Task description. Leave every image out, and return the rest of the data word for word.

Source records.
---+---

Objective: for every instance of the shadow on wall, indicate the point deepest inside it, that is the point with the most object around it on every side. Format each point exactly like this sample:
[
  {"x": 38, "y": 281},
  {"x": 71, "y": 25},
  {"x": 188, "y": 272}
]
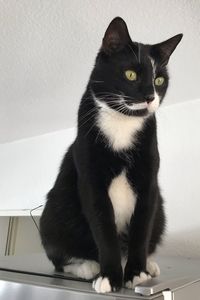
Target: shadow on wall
[{"x": 182, "y": 243}]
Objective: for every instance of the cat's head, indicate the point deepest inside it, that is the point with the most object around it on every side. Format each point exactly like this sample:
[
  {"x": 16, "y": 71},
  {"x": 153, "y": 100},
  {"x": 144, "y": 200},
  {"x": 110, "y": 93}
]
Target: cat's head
[{"x": 130, "y": 77}]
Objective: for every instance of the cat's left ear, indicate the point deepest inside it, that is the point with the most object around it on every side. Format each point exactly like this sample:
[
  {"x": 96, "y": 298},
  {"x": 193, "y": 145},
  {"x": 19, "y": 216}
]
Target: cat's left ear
[
  {"x": 116, "y": 36},
  {"x": 163, "y": 51}
]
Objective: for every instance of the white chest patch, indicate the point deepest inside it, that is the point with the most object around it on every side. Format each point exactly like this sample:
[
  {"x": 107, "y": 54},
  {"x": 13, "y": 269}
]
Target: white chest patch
[
  {"x": 119, "y": 129},
  {"x": 123, "y": 200}
]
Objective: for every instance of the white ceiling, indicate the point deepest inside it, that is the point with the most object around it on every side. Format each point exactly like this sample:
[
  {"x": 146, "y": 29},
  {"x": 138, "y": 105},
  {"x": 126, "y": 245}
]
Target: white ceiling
[{"x": 47, "y": 50}]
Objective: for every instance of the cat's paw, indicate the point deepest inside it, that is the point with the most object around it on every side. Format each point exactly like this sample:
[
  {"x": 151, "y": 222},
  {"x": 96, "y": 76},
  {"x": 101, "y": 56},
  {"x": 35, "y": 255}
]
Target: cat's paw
[
  {"x": 153, "y": 268},
  {"x": 137, "y": 279},
  {"x": 102, "y": 285},
  {"x": 108, "y": 283}
]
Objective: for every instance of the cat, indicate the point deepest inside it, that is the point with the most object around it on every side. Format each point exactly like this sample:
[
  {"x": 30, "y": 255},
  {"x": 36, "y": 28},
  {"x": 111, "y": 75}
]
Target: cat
[{"x": 104, "y": 215}]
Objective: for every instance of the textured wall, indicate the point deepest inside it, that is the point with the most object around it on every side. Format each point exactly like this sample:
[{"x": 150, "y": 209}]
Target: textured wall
[
  {"x": 30, "y": 166},
  {"x": 47, "y": 49}
]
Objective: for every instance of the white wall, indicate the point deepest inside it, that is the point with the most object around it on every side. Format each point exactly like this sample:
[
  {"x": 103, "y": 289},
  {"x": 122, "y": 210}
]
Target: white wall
[
  {"x": 48, "y": 50},
  {"x": 32, "y": 165},
  {"x": 179, "y": 144}
]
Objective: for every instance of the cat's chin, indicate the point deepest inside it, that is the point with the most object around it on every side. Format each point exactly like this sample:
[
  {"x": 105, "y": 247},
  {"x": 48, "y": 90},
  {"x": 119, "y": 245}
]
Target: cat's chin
[{"x": 136, "y": 113}]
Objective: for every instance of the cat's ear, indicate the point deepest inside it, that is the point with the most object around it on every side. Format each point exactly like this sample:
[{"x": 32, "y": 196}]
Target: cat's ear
[
  {"x": 116, "y": 36},
  {"x": 163, "y": 51}
]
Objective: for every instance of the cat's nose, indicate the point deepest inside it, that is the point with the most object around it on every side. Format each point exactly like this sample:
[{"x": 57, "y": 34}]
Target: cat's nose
[{"x": 149, "y": 98}]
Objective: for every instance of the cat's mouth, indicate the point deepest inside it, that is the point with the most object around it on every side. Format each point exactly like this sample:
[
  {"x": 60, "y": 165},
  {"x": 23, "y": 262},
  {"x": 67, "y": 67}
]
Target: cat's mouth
[{"x": 137, "y": 106}]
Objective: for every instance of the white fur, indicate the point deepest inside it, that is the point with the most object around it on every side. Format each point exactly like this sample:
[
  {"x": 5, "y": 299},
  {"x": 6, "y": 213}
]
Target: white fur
[
  {"x": 137, "y": 280},
  {"x": 153, "y": 268},
  {"x": 120, "y": 129},
  {"x": 123, "y": 200},
  {"x": 86, "y": 269},
  {"x": 102, "y": 285}
]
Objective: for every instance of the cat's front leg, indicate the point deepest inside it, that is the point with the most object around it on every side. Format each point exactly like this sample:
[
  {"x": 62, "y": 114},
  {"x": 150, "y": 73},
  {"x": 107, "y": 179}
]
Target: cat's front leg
[
  {"x": 98, "y": 210},
  {"x": 139, "y": 235}
]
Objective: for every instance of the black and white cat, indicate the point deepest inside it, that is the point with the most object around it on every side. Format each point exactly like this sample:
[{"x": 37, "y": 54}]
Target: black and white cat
[{"x": 104, "y": 216}]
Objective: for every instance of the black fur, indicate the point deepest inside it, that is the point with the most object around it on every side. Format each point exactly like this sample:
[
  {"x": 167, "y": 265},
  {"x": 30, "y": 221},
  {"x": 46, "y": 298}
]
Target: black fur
[{"x": 78, "y": 219}]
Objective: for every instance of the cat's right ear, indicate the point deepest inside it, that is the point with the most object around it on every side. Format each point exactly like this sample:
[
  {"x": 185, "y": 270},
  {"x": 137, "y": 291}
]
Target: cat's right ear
[{"x": 116, "y": 36}]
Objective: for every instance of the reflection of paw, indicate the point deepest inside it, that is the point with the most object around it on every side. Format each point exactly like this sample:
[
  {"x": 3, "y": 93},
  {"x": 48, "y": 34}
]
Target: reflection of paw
[
  {"x": 153, "y": 268},
  {"x": 102, "y": 285},
  {"x": 131, "y": 284},
  {"x": 87, "y": 269}
]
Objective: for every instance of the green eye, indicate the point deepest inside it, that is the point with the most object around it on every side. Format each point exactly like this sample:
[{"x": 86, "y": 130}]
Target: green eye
[
  {"x": 130, "y": 75},
  {"x": 159, "y": 81}
]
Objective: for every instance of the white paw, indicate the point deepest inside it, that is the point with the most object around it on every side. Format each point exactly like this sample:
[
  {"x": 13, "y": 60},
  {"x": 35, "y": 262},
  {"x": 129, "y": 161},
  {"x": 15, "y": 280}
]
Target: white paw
[
  {"x": 102, "y": 285},
  {"x": 153, "y": 268},
  {"x": 137, "y": 280}
]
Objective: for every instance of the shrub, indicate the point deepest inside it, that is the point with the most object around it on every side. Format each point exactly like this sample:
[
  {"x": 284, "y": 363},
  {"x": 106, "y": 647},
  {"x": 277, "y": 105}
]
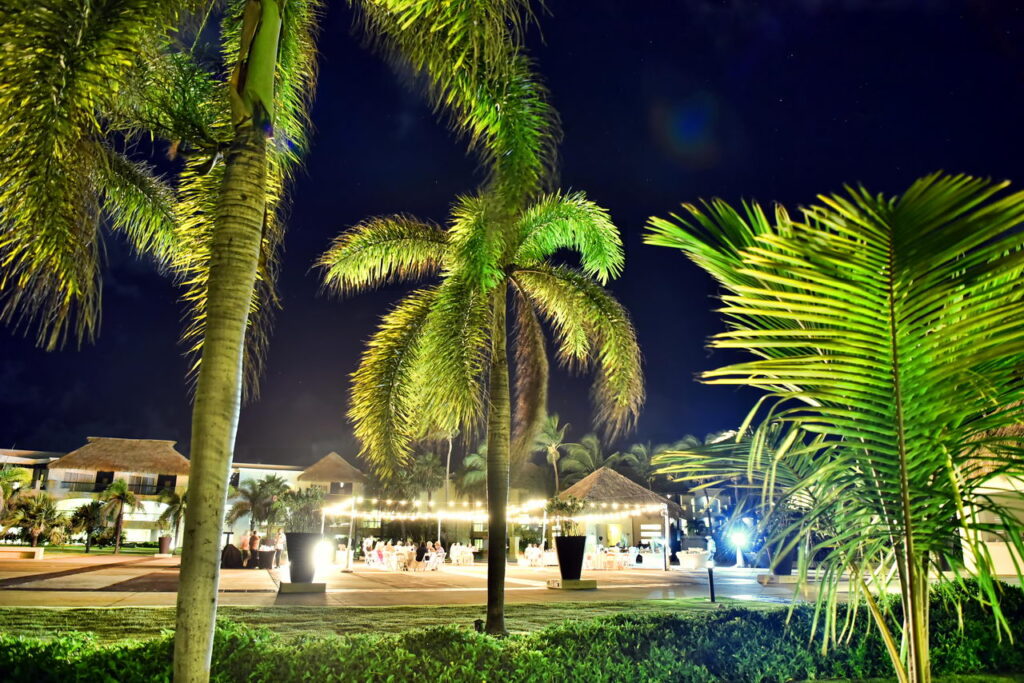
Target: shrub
[{"x": 736, "y": 645}]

---+---

Task solution.
Objective: for every instance of the shadow on wall, indicate the point deepest inside it, that is the point with the most object around it on every side. Format each point exactly like this sample:
[
  {"x": 38, "y": 281},
  {"x": 71, "y": 25},
  {"x": 188, "y": 272}
]
Target: shadow on wall
[{"x": 182, "y": 243}]
Objective: for every instance of the cat's head, indicate the point deepest inside it, that is the point with the most object around it on every side. Format each point exactly like this sample:
[
  {"x": 16, "y": 71},
  {"x": 153, "y": 100},
  {"x": 144, "y": 200},
  {"x": 110, "y": 93}
]
Target: cat's head
[{"x": 130, "y": 77}]
Objective: for every instance of the cat's left ear, indicate the point deepest inside it, that is the point with the most object around it on every side. Format each point exactly like this sample:
[
  {"x": 96, "y": 298},
  {"x": 193, "y": 145},
  {"x": 19, "y": 216}
]
Target: cat's left ear
[
  {"x": 116, "y": 36},
  {"x": 163, "y": 51}
]
Objective: for every instance of the white chest patch, indicate the point deepest inside it, that is the point with the most object around it on every side. Format each point exactly like this sample:
[
  {"x": 107, "y": 54},
  {"x": 13, "y": 269}
]
Target: white chest patch
[
  {"x": 119, "y": 129},
  {"x": 123, "y": 200}
]
Objective: for every instance of the white ceiling, indicate the point deepest inside it, that is the point with the most object around it on every side. Format each point exactly like this sample:
[
  {"x": 146, "y": 29},
  {"x": 138, "y": 105},
  {"x": 126, "y": 245}
]
Target: white ceiling
[{"x": 47, "y": 50}]
Objective: for every instance of the cat's paw, indicate the point deepest inside it, that is the point with the most object around it on every side. Format each point exactly like this sample:
[
  {"x": 151, "y": 222},
  {"x": 96, "y": 76},
  {"x": 101, "y": 56},
  {"x": 35, "y": 255}
]
Target: cat's paw
[
  {"x": 153, "y": 268},
  {"x": 137, "y": 279},
  {"x": 102, "y": 285},
  {"x": 108, "y": 283}
]
Objective: for every instance of the cat, indicate the point deepest inside it, that is the point with the most object around it on every side. Format each point exactly like this sample:
[
  {"x": 30, "y": 255},
  {"x": 36, "y": 28},
  {"x": 111, "y": 75}
]
Target: cat
[{"x": 104, "y": 215}]
Objective: for every instance of the textured wall, indicate the point deepest inside it, that is the point with the most object around it on every side. Format each point exactly like this sample:
[{"x": 150, "y": 209}]
Target: textured wall
[
  {"x": 30, "y": 166},
  {"x": 47, "y": 49}
]
Objective: for every instance of the white wall, indicate the point deepest inside it, that is the point with the most object around it on every side. Format each point exactly like this sample:
[
  {"x": 103, "y": 289},
  {"x": 122, "y": 210}
]
Target: white wall
[
  {"x": 48, "y": 50},
  {"x": 32, "y": 165},
  {"x": 179, "y": 144}
]
Objective: for every instance of the cat's chin, indicate the point deepest inside it, that is the point with the most object around it on every side. Format each point exactly like this sample:
[
  {"x": 105, "y": 247},
  {"x": 48, "y": 90},
  {"x": 119, "y": 245}
]
Target: cat's chin
[{"x": 136, "y": 113}]
Objective: for every instance of the cat's ear, indicate the point deepest inside it, that is the point with the most object around it on every side. Format each point exactly like this sample:
[{"x": 32, "y": 196}]
Target: cat's ear
[
  {"x": 116, "y": 36},
  {"x": 163, "y": 51}
]
Objective: for every instance of the cat's nose, indicate the point deepest inside it, that is the point with the most object around it on every side. Format each point exactly like this sample:
[{"x": 57, "y": 34}]
Target: cat's nose
[{"x": 149, "y": 98}]
Objective: for every instance of the cat's mouth, indicate the point deepest inside it, that is the point with the most object around it on every side. Format each point exactly like this sample:
[
  {"x": 60, "y": 165},
  {"x": 23, "y": 262},
  {"x": 67, "y": 67}
]
Target: cat's mouth
[{"x": 137, "y": 106}]
Objective: for every instance of the white fur, indicate the point deepest inside it, that is the point with the most object around it on every side. Format each point exactly like this sample:
[
  {"x": 5, "y": 299},
  {"x": 6, "y": 213}
]
Target: white fur
[
  {"x": 137, "y": 280},
  {"x": 153, "y": 268},
  {"x": 120, "y": 129},
  {"x": 123, "y": 200},
  {"x": 86, "y": 269},
  {"x": 102, "y": 285}
]
Objective: for every instance of the cat's front leg, indicate the point deepest inside it, that is the point with the most object around it on every side. Format each point exactly like this sample:
[
  {"x": 62, "y": 114},
  {"x": 150, "y": 73},
  {"x": 107, "y": 179}
]
Target: cat's front leg
[
  {"x": 98, "y": 210},
  {"x": 139, "y": 235}
]
Objective: for every instance of the black and white cat, indicate the point deepest inside it, that is the point with the most object around it on every side. Format each point exactly like this sample:
[{"x": 37, "y": 54}]
Target: black and white cat
[{"x": 104, "y": 216}]
Objective: for every instance of the black fur, indicate the point deepest inside it, that is the point with the most object around it on every side. Format each point exactly like this sample:
[
  {"x": 167, "y": 265},
  {"x": 30, "y": 221},
  {"x": 46, "y": 298}
]
Target: black fur
[{"x": 78, "y": 219}]
Objective: for every instance of the cat's right ear, indicate the point deepest inside it, that is the point with the most object around it on every side. Format each point exactly like this sample:
[
  {"x": 185, "y": 270},
  {"x": 137, "y": 291}
]
Target: cat's right ear
[{"x": 116, "y": 36}]
Objective: for every instance of the reflection of paw, indicate the point deepest inside it, that is the point with the most object around it on every side. Format each point exactly like this sample:
[
  {"x": 3, "y": 93},
  {"x": 48, "y": 34}
]
Target: reflection of paw
[
  {"x": 153, "y": 268},
  {"x": 102, "y": 285},
  {"x": 131, "y": 284},
  {"x": 87, "y": 269}
]
Objective: for every instance of the green eye, indicate the point deepest inside it, that is the point with the most object around it on every side. Format each point exactly like this sample:
[{"x": 86, "y": 130}]
Target: green eye
[
  {"x": 130, "y": 75},
  {"x": 159, "y": 81}
]
Objective: for every instance of the white paw, indicate the point deepest inside it, that is the point with the most object around it on every side. Format each point exactly like this sample:
[
  {"x": 13, "y": 60},
  {"x": 35, "y": 262},
  {"x": 129, "y": 161},
  {"x": 15, "y": 280}
]
Target: white paw
[
  {"x": 102, "y": 285},
  {"x": 153, "y": 268},
  {"x": 137, "y": 280}
]
Objective: for every instance of the shrub, indicate the point deepest inside it, that is the point with the most object around it on every side. Format each point exactly like this sample:
[
  {"x": 284, "y": 363},
  {"x": 106, "y": 647},
  {"x": 277, "y": 105}
]
Target: shrub
[{"x": 736, "y": 645}]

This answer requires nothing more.